>> Start TEXT EXCERPT
How one-child families are transforming India

Hindustan Times | By
Feb 29, 2020 07:08 PM IST

In a country where lifestyles are being transformed by capitalism and aspiration, this new family format is both a reflection and a harbinger of change.

It used to be a criticism. In every previous generation, a family with only one child was met with disapproval: What’s the matter? Can’t have more? Can’t afford more?

(Shutterstock)
(Shutterstock)

There was a stereotype for kids without siblings: self-absorbed brats, spoiled from never having to share their toys.

But in a country where lifestyles are being transformed by capitalism and aspiration, change is brewing. A significant sliver of the middle class — urban, well educated, well-paid — is choosing to have just one child, even when that one is a girl (unusual in a country with a strong bias for male children).

A 2011 study conducted by the National Council for Applied Economic Research (NCAER) indicated that close to 10% of Indian households now opt for only one child, and nearly a quarter of college-educated women said they would prefer to have a single child.

In 2018, India’s National Family Health Survey-4 showed that only 24% of married women (between 15 and 49) and 27% of men want a second child.
>> End TEXT EXCERPT
>> Start ENTRIES
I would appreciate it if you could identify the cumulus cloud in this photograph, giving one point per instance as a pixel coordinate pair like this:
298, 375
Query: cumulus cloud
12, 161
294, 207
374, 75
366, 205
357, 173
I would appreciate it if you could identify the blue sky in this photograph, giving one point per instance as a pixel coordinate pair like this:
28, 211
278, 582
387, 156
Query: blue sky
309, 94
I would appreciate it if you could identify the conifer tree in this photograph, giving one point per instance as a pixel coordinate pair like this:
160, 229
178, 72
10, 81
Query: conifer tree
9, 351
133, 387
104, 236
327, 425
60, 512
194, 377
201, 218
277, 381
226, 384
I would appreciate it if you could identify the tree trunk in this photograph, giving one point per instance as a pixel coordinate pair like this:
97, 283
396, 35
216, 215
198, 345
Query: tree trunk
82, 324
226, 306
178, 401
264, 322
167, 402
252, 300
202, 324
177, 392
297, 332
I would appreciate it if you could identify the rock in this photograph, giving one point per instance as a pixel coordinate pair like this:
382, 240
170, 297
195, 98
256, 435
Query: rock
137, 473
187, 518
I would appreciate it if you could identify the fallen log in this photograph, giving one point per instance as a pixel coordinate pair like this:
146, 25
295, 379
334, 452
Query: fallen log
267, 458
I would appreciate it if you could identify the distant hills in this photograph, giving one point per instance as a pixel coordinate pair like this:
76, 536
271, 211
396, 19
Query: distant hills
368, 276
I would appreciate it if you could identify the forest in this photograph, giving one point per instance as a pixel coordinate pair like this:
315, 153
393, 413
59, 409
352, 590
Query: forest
>> End ENTRIES
>> Start ENTRIES
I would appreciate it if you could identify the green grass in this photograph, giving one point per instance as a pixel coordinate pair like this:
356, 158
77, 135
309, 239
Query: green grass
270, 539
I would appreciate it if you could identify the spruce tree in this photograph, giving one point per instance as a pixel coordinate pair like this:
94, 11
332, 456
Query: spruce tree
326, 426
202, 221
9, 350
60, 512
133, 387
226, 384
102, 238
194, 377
>> End ENTRIES
>> Start ENTRIES
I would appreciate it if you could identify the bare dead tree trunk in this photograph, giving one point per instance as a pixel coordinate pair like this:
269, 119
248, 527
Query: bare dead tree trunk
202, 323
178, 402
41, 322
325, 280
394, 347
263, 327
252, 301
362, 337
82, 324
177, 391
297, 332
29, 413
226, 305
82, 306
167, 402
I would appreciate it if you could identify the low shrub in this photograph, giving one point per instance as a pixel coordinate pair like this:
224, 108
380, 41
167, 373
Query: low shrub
>> End ENTRIES
_TASK LIST_:
- A) According to the article on one-child families in India, what share of Indian households opt for only one child, based on the 2011 NCAER study?
- B) Continue the article on one-child families in India, picking up after its last sentence.

_TASK RESULTS_:
- A) Close to 10%.

- B)
But you’ve probably noticed it already, if not in your own or extended family, then in your neighbourhood, among your former batchmates and current colleagues. One-child families are more common than ever. And they’re subtly changing India in ways we haven’t yet considered.

ALL IN ONE

Sonalde Desai, sociology professor and director of the NCAER’s National Data Innovation Centre, first noticed the trend a decade ago. “There is interesting work in the US on ways in which women combine career and motherhood by limiting themselves to a single child,” she says. “I was surprised to see the number of people I saw around me with a single child and wondered if the same processes might be operating in India.”

She undertook a study, co-authored with Alaka Basu, visiting professor at Delhi’s Jawaharlal Nehru University, titled Middle-Class Dreams: India’s One-Child Families, in 2011. It showed that Indian families weren’t shrinking for the same reason as families in the developed world were.

“Indian women with a single child are no more likely to engage in paid work than those with more children,” she says. Couples with a single child do not work longer, or have more free time either. Instead, educated couples preferred to make a greater commitment to one child than split the family’s time and resources among two or more siblings. This, they believe, gives that one child a better education, a monopoly on the family’s attention, and eventually a greater advantage in the job market.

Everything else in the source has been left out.